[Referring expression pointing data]
----
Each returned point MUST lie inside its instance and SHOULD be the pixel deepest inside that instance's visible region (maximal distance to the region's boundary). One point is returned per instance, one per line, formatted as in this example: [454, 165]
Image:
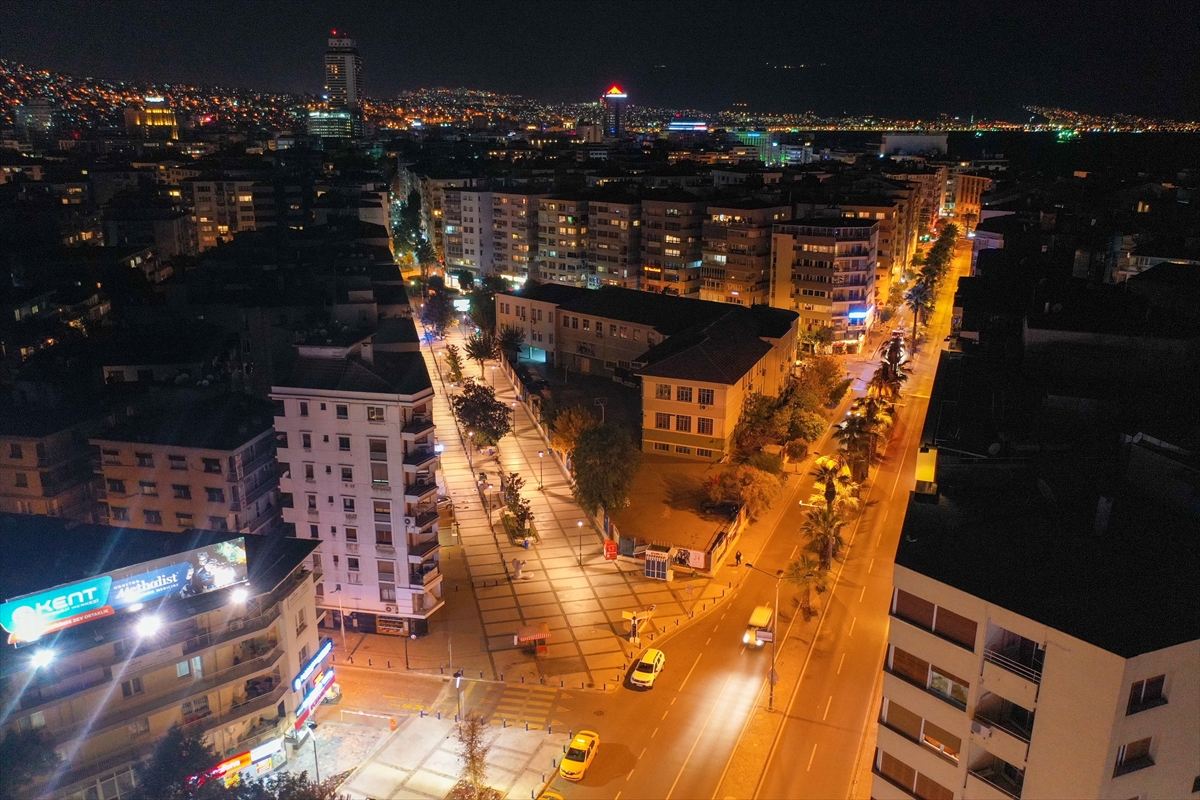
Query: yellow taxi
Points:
[580, 755]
----
Give back the data verbatim. The pictures are not part of the copy.

**Response to the task**
Each returned point MUST lie inside its instance and SHOULD be the pixel deepest inside that instance's visible region (maximal distance to the region's boundary). One point is returned per instance, one per line, formatted as in this example: [454, 165]
Image:
Query: yellow taxi
Points:
[580, 755]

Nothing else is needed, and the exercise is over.